[EXERCISE INSTRUCTIONS]
**a.** In the profile of Marta Jaumandreu Calvo, which university granted her degree in Information Sciences?
**b.** Retype the portion of the profile of Marta Jaumandreu Calvo starting with "In 1997 she" and going on through "and holiday periods.", keeping every word and punctuation mark unchanged.

[EXCERPTED PASSAGE]
--

Spanish journalist and television presenter

Marta Jaumandreu Calvo (born 4 December 1971, Madrid) is a Spanish journalist from RTVE. She presents the Territorial Information of Madrid.

== Career ==
She has a degree in Information Sciences from the CEU San Pablo University in Madrid and a master's degree in digital journalism from the Center for Financial Studies. Her first job was in the economic publication The Afternoon Bulletin. Later, she was part of Telemadrid's news services where she worked on the programs Panorama de actualidad, Buenos días, Madrid and the first edition of Telenoticias.

In 1997 she joined Televisión Española as an editor of Canal 24 horas and a year later she moved to the area of meteorology, where she was one of the presenters of El tiempo. In September 2008 she moved to the territorial centre of TVE in the Community of Madrid, where she was presenter and editor of the regional news programme.

In August 2012 she was appointed presenter of the second edition of the Telediario, the news programme with the highest number of viewers on TVE, she held the position for one year. In September 2013, she returned to the news programme of the Community of Madrid and was replaced in the national edition by Ana Blanco.

From Christmas 2014 to the summer of 2018, she presented News 1, in substitutions and holiday periods.

--

[PROVIDED DATA]
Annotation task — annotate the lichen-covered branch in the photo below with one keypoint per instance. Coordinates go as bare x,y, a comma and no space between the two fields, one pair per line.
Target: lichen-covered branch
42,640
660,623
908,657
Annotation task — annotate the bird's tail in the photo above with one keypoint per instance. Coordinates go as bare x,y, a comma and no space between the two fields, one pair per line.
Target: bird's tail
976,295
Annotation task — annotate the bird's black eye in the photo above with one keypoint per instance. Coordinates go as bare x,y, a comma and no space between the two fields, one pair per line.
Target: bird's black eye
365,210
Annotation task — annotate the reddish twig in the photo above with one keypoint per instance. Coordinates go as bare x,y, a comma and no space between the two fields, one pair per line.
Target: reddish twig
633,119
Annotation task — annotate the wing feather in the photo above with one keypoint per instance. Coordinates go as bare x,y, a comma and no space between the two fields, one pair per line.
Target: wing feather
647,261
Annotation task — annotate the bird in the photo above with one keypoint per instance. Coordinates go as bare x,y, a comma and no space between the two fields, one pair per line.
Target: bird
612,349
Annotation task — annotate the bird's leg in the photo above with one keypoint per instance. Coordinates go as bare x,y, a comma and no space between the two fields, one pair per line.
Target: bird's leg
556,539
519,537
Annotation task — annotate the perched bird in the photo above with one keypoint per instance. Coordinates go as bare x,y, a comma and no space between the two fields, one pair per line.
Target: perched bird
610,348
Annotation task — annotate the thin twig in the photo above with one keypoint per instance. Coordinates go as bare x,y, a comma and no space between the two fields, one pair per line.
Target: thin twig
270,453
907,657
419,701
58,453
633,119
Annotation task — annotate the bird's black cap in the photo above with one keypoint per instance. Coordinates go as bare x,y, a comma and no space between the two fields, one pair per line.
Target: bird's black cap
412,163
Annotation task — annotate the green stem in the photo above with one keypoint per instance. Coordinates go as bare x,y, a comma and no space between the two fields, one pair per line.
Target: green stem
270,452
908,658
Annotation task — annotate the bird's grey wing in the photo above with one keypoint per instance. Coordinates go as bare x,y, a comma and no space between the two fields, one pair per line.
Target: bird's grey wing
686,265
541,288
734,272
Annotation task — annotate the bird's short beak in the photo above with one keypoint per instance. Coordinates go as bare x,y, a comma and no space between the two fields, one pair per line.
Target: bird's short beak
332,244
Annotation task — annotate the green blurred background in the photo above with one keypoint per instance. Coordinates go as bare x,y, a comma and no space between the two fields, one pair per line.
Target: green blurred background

--

[TASK-BY-TASK ANSWERS]
**a.** The CEU San Pablo University in Madrid.

**b.**
In 1997 she joined Televisión Española as an editor of Canal 24 horas and a year later she moved to the area of meteorology, where she was one of the presenters of El tiempo. In September 2008 she moved to the territorial centre of TVE in the Community of Madrid, where she was presenter and editor of the regional news programme.

In August 2012 she was appointed presenter of the second edition of the Telediario, the news programme with the highest number of viewers on TVE, she held the position for one year. In September 2013, she returned to the news programme of the Community of Madrid and was replaced in the national edition by Ana Blanco.

From Christmas 2014 to the summer of 2018, she presented News 1, in substitutions and holiday periods.